What is expected
Lines before the one containing "The response MUST carry one point per instance of the shallow" are excluded; retype that line and all remaining lines of the material exactly.

Supplied records

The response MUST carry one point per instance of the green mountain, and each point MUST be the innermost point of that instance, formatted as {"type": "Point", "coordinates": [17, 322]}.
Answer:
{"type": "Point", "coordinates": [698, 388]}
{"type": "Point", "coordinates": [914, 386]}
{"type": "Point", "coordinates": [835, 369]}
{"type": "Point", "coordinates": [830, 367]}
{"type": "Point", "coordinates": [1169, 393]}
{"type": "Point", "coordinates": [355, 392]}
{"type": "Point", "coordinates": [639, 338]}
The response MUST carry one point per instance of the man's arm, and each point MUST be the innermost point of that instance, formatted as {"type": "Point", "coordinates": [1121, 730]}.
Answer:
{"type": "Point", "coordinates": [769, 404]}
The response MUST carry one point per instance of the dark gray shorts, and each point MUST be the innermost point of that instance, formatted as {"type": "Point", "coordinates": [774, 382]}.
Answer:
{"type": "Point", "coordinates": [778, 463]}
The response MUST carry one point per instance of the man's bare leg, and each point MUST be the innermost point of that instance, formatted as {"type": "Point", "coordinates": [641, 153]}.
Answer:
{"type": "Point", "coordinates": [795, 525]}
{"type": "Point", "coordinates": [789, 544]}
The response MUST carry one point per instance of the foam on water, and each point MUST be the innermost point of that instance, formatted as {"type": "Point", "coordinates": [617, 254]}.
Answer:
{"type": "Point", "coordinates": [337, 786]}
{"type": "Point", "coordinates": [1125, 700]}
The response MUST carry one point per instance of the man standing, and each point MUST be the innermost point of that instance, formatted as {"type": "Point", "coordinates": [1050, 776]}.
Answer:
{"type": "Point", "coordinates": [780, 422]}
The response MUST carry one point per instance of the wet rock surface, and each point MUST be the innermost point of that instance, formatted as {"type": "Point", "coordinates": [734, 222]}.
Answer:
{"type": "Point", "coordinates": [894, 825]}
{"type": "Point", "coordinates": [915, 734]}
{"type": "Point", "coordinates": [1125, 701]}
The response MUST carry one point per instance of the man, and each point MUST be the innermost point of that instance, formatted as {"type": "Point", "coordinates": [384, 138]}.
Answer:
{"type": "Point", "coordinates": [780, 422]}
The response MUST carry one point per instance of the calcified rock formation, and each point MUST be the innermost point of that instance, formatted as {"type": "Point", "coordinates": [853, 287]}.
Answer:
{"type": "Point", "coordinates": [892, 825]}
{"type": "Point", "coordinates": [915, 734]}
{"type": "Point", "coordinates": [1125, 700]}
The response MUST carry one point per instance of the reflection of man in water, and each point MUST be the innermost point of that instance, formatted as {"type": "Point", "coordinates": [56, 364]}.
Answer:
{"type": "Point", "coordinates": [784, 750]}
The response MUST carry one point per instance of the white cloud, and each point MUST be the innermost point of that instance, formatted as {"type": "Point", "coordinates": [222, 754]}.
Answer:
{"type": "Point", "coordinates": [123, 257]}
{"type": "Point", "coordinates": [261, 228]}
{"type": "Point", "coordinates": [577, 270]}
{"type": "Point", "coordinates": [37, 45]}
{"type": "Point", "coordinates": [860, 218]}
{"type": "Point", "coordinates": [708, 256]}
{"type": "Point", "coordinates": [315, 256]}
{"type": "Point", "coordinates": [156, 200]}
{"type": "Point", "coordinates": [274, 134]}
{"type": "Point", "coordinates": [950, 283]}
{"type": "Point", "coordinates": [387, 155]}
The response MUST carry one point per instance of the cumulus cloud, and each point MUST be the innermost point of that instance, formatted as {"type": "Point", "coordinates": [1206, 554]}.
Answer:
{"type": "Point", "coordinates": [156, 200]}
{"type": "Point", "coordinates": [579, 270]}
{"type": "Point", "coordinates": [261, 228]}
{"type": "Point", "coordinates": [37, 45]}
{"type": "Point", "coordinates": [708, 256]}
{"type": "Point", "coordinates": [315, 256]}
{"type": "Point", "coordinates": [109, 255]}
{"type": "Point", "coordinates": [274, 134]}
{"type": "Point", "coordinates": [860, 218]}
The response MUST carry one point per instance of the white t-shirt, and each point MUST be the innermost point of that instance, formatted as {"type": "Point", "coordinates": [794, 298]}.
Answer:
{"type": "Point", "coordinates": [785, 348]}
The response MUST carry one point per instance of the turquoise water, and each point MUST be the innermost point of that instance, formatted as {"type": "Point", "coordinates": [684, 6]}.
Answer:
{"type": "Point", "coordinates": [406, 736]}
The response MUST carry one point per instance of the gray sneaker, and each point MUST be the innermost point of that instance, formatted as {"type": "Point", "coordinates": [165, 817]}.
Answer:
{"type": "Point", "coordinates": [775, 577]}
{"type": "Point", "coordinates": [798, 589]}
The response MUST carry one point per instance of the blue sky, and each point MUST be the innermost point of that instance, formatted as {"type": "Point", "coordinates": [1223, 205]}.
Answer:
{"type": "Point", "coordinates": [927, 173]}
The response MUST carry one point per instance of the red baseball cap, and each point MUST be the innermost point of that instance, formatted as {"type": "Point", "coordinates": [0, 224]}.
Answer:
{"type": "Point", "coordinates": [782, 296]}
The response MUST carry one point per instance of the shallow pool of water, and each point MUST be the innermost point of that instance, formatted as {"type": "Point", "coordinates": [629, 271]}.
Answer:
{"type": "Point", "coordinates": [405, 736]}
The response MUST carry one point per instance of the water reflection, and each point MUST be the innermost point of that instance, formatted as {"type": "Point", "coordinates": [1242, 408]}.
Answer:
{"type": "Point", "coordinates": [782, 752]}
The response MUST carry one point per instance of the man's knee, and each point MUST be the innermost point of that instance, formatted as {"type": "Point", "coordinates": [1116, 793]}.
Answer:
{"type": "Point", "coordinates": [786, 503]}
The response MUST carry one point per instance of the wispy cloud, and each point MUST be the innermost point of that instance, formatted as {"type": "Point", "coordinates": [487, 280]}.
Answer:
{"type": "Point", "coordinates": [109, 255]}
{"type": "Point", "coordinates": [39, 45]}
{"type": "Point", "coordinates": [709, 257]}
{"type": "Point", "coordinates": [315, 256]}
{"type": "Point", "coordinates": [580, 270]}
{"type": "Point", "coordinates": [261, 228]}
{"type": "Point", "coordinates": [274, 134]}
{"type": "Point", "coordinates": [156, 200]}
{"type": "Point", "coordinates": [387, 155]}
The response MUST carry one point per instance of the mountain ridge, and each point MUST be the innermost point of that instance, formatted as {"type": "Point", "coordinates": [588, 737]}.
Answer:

Response
The response MUST carry one point per instance of the shallow pool of water, and each point MUST be the innermost point of that instance, formatted as {"type": "Point", "coordinates": [629, 271]}.
Answer:
{"type": "Point", "coordinates": [405, 736]}
The response MUST carry one point per instance of the water reflection, and each point MUST be the innermost point of that instance, formatted as {"type": "Point", "coordinates": [1242, 408]}.
Answer:
{"type": "Point", "coordinates": [782, 752]}
The response MUST carry one point per instance of the man's knee, and each point MUST be the innermost point of that instance, formatted as {"type": "Point", "coordinates": [1116, 793]}.
Answer:
{"type": "Point", "coordinates": [786, 503]}
The response MUST carry one point per instance of the wispy cloud, and each point MUST be the innermost point of that instance, formatted as {"type": "Point", "coordinates": [487, 280]}.
Answer:
{"type": "Point", "coordinates": [109, 255]}
{"type": "Point", "coordinates": [39, 45]}
{"type": "Point", "coordinates": [709, 257]}
{"type": "Point", "coordinates": [315, 256]}
{"type": "Point", "coordinates": [580, 270]}
{"type": "Point", "coordinates": [261, 228]}
{"type": "Point", "coordinates": [274, 134]}
{"type": "Point", "coordinates": [156, 200]}
{"type": "Point", "coordinates": [387, 155]}
The response MUST carry one point per instance of the mountain ridge, and each point MUST be the innermost point of that instance, formatted as {"type": "Point", "coordinates": [588, 737]}.
Answer:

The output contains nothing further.